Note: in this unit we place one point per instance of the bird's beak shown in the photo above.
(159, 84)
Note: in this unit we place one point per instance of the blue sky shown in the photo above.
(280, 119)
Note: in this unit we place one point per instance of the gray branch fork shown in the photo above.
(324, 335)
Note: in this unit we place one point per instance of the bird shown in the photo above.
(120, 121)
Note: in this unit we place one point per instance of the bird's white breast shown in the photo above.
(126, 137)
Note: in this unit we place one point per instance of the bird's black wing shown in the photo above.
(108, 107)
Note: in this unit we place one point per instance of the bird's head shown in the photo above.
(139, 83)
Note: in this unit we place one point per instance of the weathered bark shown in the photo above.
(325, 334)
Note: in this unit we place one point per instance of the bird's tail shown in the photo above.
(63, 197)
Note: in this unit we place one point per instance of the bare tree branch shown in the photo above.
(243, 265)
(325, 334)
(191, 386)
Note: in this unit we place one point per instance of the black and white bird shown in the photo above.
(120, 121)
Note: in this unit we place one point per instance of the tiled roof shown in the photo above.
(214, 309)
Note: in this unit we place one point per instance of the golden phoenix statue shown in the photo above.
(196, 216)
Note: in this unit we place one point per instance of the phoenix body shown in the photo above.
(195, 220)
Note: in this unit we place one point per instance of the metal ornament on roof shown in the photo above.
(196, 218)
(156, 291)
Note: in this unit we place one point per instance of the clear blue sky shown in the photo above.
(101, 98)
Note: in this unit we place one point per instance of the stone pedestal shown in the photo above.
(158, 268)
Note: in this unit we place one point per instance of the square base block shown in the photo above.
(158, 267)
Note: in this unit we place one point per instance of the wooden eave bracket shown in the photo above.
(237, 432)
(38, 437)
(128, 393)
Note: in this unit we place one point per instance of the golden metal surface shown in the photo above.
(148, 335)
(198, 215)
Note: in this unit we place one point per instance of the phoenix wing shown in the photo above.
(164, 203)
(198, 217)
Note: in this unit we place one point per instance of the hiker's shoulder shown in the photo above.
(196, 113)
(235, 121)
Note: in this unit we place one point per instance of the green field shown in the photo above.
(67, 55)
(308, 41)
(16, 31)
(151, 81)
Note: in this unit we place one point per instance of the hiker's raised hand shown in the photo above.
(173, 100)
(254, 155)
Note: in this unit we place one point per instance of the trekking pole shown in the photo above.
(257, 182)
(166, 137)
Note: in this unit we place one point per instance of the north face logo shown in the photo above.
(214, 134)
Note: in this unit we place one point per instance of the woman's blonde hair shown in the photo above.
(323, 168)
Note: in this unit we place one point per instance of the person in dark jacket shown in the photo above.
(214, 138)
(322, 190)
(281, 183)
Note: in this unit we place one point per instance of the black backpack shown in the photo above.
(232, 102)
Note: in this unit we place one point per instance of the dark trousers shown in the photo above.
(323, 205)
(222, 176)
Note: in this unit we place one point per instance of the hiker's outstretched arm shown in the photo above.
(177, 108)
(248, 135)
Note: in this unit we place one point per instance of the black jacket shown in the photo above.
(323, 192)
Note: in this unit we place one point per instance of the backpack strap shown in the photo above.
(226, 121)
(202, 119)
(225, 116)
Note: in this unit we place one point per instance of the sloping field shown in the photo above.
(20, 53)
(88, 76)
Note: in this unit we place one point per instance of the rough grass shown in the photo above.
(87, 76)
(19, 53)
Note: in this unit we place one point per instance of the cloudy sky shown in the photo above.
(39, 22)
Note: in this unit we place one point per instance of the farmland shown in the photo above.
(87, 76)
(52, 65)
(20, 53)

□ □ □ □ □

**ASSIGNED TASK:** Copy out the whole listing exactly; please set it all down.

**RESULT FOR THIS TASK:**
Note: in this unit we place one point per instance of the bird's beak shown in the photo above.
(159, 84)
Note: in this unit we place one point per instance of the blue sky shown in the photo above.
(280, 119)
Note: in this unit we place one point per instance of the gray branch fork shown in the photo above.
(324, 335)
Note: in this unit we place one point per instance of the bird shown in the photo above.
(120, 121)
Note: in this unit we place one point per instance of the bird's white breast shown in the photo above.
(126, 137)
Note: in this unit we place one point per instance of the bird's black wing shown in the photo above.
(108, 107)
Note: in this unit we place one point per instance of the bird's head shown in the photo above.
(139, 83)
Note: in this unit we place one point per instance of the weathered bark shown in the photo above.
(325, 334)
Note: in this unit we place one point per instance of the bird's tail shown in the photo above.
(63, 197)
Note: in this unit we place one point per instance of the bare tree branch shown in the photo above.
(243, 265)
(325, 334)
(191, 386)
Note: in this unit we place one point per instance of the black and white bird shown in the photo above.
(120, 121)
Note: in this unit we place one point per instance of the tiled roof shown in the photo above.
(214, 309)
Note: in this unit we place one point per instance of the golden phoenix statue shown in the photo above.
(196, 216)
Note: in this unit we place one point per instance of the phoenix body shown in the photo above.
(195, 220)
Note: in this unit we place one point per instance of the metal ornament on roof shown in the photo above.
(196, 218)
(156, 291)
Note: in this unit we place one point per instance of the clear blue sky shown in the photo above.
(101, 98)
Note: in this unit we place one point per instance of the stone pedestal shown in the photo above.
(158, 268)
Note: in this unit we place one point per instance of the square base block shown in the photo above.
(158, 267)
Note: in this unit we place one point per instance of the wooden eave bracket shown in the photo above.
(237, 432)
(38, 437)
(128, 393)
Note: in this unit we place one point per instance of the golden metal surface shown in the photo above.
(148, 335)
(198, 215)
Note: in this unit we place one point per instance of the phoenix wing shown in the photo above.
(164, 203)
(198, 217)
Note: in this unit we place one point per instance of the hiker's shoulder shown in the photo above.
(196, 113)
(235, 121)
Note: in this unit we place one point per instance of the green field shown in the photo above.
(67, 55)
(308, 41)
(16, 31)
(151, 81)
Note: in this unit we place one point per instance of the hiker's raised hand shown in the photo above.
(173, 100)
(254, 155)
Note: in this unit we place one point per instance of the trekking pole shown in the photo above.
(257, 182)
(166, 137)
Note: in this unit we place one point per instance of the north face logo shown in the photo above.
(214, 134)
Note: in this unit we place one point per instance of the woman's blonde hair shown in the photo above.
(323, 168)
Note: in this unit we place one point per instance of the person in dark jacket shown in the photo above.
(214, 138)
(322, 190)
(281, 183)
Note: in this unit we place one point per instance of the black backpack shown in the photo above.
(232, 102)
Note: in this unit we place one point per instance of the dark trousers shown in the photo above.
(323, 205)
(222, 176)
Note: in this unit we place one point per instance of the hiker's outstretched arm shown in the photo above.
(177, 108)
(248, 135)
Note: in this unit we place one point per instance of the black jacket shown in the photo above.
(323, 192)
Note: in this unit we place one point per instance of the backpack strap shown in the photo above.
(226, 121)
(202, 119)
(225, 116)
Note: in this unit we place one point per instance of the sloping field shown in the photo above.
(20, 53)
(88, 76)
Note: in this unit we place one point per instance of the rough grass shown in the photo above.
(87, 76)
(19, 53)
Note: in this unit we place one point per instance of the cloudy sky shown in the photo above.
(39, 22)
Note: in this unit we place one point per instance of the farmland shown in the photo above.
(87, 76)
(52, 65)
(20, 53)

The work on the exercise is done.